### Document segment

What Stands Out Across These States

Perhaps the most striking pattern is that all six states rely on discretionary rather than automatic revocation.1 That means even in cases of confirmed sexual misconduct, the outcome depends on how the board weighs aggravating and mitigating factors. In practice, sexual misconduct with a current client almost always results in revocation, but the discretionary framework allows boards to consider context such as prior disciplinary history, the nature of the relationship, and the therapist's conduct afterward.

Michigan is notable for having an explicit two-year post-termination look-back period written into its framework, meaning a therapist who initiates a sexual relationship within two years of ending treatment can still face both criminal charges and disciplinary action. Several other states, including California and Florida, do not specify a fixed window, which can create ambiguity for therapists who assume that ending a professional relationship dissolves all ethical obligations.

New York takes a somewhat different approach. Sexual contact between a therapist and a current client may fall under general criminal statutes rather than a profession-specific criminal provision, depending on the circumstances. New York Education Law, however, explicitly identifies sexual misconduct as unprofessional conduct subject to licensing discipline, so the regulatory response is still robust even when criminal exposure is less clear-cut.

######

**Task item**
Copy out the part of the state licensing text starting with "Perhaps the most" and going on through "therapist's conduct afterward.". The rows that come next are separate material and have nothing to do with the state licensing text.

### Information given

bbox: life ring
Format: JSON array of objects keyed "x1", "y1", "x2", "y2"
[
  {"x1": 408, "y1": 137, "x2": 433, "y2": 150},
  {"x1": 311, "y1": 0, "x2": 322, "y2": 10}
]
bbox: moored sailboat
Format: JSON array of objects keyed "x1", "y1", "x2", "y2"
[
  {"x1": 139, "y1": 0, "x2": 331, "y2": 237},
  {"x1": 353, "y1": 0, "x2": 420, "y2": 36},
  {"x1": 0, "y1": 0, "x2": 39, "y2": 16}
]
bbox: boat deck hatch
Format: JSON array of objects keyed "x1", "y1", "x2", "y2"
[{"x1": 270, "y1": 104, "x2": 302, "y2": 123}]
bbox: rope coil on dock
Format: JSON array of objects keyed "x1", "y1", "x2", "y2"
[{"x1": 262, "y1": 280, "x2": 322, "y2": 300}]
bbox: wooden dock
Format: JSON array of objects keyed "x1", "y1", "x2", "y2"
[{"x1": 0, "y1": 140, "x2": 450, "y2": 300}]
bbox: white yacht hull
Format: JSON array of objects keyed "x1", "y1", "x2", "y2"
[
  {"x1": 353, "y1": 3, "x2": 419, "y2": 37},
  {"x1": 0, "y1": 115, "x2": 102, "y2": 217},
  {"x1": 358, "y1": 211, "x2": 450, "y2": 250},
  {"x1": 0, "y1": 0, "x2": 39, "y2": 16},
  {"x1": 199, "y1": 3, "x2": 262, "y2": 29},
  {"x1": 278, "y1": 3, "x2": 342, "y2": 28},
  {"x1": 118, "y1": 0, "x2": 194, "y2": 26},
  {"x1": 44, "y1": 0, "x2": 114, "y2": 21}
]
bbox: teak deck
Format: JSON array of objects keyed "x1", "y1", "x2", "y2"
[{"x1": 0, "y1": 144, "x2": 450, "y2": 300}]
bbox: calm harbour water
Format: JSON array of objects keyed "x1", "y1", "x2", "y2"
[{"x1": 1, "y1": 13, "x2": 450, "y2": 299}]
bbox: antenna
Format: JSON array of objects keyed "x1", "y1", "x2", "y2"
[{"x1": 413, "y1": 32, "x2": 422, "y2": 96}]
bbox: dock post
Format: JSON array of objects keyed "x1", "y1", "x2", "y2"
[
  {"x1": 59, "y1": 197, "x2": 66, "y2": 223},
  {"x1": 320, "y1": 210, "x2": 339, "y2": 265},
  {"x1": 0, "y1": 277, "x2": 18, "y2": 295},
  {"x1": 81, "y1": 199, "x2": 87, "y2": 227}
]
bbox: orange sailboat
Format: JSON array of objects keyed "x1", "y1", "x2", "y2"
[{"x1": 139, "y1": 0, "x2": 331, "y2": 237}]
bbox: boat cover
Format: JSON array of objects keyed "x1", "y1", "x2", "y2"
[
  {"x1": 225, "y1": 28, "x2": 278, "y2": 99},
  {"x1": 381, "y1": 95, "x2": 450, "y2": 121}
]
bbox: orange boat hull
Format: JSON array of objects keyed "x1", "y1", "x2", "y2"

######
### Information given

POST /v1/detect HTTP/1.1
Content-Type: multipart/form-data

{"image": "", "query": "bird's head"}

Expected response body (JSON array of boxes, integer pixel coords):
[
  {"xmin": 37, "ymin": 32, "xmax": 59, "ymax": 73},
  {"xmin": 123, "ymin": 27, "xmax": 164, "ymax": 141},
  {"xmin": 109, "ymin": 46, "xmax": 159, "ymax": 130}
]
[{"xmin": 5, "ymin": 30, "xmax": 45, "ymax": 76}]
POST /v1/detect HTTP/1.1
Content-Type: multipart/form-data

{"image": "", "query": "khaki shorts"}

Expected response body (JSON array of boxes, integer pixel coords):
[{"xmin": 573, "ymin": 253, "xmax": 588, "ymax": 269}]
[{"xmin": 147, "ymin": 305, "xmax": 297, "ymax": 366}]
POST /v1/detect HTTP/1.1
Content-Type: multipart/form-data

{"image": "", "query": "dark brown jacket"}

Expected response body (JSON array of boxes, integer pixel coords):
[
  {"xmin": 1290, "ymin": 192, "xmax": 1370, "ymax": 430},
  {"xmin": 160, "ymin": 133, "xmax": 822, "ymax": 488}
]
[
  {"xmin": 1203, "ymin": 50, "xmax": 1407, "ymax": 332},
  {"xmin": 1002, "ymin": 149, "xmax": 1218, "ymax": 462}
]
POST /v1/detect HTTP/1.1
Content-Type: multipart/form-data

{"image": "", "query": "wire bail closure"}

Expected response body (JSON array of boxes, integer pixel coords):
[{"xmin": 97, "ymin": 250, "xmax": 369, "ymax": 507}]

######

**Answer to this task**
Perhaps the most striking pattern is that all six states rely on discretionary rather than automatic revocation.1 That means even in cases of confirmed sexual misconduct, the outcome depends on how the board weighs aggravating and mitigating factors. In practice, sexual misconduct with a current client almost always results in revocation, but the discretionary framework allows boards to consider context such as prior disciplinary history, the nature of the relationship, and the therapist's conduct afterward.